>> Start ARTICLE

Good morning, Eagles fans. The offseason schedule picks up this week with rookie mini-camp beginning on Friday. The Eagles will hold their first organized team activity on May 22. The next five weeks will be busy with Eagles updates, so make sure to follow along on Philly.com.
This is an offseason edition of the Early Birds newsletter, which will come every Wednesday for the next few months. If your friends haven’t subscribed to Early Birds, it’s free to sign up here. I want to know what you think, what we should add, and what you want to read, so send me feedback by email or on Twitter @ZBerm. Thank you for reading.
— Zach Berman
Can Fletcher Cox win defensive player of the year?
Fletcher Cox won a Super Bowl, has earned multiple Pro Bowl invitations, and has been first-team all-pro. When asked what the next box is to check off, Cox was prepared with an answer.
“The next thing for me is to be defensive player of the year,” Cox said. “That’s my thing, and I’ll be working toward that.”
Cox will likely need more sacks to earn consideration for the award. He’s established himself as one of the top defensive linemen in the NFL regardless of sack production — he had 5.5 last season and has never reached double-digits — because he affects the game in ways not always seen on the stat sheet. When Cox is double-teamed, it helps the player on both sides of him. When he gets interior penetration, the quarterback cannot step up in the pocket and the edge rushers reach the quarterback quicker. When he occupies blockers, linebackers have an easier time behind him.
But all of the defensive linemen who’ve won the award had the stats to back it up. Aaron Donald finished with 11 sacks last season, Khalil Mack had 11 sacks in 2016, and JJ Watt averaged 19.5 sacks during the three seasons he won the award. When Warren Sapp and Dana Stubblefield won the award as defensive tackles in the 1990s, it came with double-digit sack seasons.
So if Cox is going to earn defensive player of the year, he’s going to need a career season. Both Sapp and Stubblefield won during their age-27 season. That’s how old Cox is going to be for most of the 2018 campaign.
Thoughts on recent Eagles news
Since Early Birds came out last week, the Eagles signed wide receiver Markus Wheaton and quarterback Joe Callahan. News also broke that Tim Jernigan could miss the beginning of the season. Some quick thoughts on each:
- Wheaton should compete for the Eagles’ No. 5 (or No. 6, if they carry that many) wide receiver job. He’s a few years removed from notable production, and he won’t crack a top four of Alshon Jeffery–Nelson Agholor–Mike Wallace–Mack Hollins. I don’t even know whether he’ll beat out Shelton Gibson. He’ll get a look during training camp. But there’s talent and experience there for the Eagles to examine.

>> End ARTICLE
>> Start RECORD EXCERPTS

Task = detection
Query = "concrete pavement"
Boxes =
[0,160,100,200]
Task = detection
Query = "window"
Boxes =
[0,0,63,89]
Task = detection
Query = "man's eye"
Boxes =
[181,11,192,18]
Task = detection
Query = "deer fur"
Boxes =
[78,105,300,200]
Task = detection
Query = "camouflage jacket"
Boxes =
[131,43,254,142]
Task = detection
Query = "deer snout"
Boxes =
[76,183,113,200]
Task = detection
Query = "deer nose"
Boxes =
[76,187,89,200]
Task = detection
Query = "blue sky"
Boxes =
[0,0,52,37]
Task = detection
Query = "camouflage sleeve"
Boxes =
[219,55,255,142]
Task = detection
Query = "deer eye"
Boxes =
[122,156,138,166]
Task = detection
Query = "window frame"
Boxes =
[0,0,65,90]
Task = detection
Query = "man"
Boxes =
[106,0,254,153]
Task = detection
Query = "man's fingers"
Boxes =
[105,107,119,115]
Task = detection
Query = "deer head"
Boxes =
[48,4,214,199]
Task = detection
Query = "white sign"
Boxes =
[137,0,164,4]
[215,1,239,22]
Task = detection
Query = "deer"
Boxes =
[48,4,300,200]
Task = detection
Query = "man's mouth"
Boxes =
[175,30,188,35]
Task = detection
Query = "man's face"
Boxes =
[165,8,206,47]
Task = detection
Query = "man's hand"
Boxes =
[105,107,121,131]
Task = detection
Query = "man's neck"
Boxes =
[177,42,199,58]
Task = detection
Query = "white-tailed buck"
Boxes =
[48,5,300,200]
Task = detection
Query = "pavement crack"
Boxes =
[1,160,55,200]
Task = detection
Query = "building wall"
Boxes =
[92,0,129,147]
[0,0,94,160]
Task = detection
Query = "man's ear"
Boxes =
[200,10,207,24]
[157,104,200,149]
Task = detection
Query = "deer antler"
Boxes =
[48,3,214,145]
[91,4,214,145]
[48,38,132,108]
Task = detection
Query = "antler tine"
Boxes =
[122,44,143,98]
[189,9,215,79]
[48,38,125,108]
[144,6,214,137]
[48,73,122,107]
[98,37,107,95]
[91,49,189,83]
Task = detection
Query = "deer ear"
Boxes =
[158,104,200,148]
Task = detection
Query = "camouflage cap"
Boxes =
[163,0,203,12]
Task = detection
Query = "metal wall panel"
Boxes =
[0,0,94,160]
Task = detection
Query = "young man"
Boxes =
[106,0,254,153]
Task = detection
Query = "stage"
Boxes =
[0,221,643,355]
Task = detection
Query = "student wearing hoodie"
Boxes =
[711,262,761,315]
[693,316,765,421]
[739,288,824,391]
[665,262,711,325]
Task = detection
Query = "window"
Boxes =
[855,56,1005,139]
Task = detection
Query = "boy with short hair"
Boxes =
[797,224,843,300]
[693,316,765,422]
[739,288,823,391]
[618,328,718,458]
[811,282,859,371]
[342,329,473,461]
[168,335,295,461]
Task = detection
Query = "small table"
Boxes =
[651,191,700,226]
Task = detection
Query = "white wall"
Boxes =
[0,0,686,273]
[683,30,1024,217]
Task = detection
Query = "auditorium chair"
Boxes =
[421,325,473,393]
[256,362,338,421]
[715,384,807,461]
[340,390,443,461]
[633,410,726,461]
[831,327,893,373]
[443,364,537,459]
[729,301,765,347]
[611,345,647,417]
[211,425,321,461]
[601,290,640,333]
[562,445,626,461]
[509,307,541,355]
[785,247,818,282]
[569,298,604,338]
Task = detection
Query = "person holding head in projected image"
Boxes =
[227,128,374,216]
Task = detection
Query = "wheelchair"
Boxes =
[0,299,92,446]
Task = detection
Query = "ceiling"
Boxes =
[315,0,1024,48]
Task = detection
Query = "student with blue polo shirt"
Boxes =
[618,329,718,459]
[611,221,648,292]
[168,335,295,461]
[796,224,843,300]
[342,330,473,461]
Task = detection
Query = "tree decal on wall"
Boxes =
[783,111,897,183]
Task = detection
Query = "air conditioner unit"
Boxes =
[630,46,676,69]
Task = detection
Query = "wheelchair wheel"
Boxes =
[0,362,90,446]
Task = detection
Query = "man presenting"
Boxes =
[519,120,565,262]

>> End RECORD EXCERPTS

According to the newsletter, how many sacks did Fletcher Cox record last season? The data on this page come from a separate source.

◆ **EXERCISE SOLUTION**
5.5 sacks.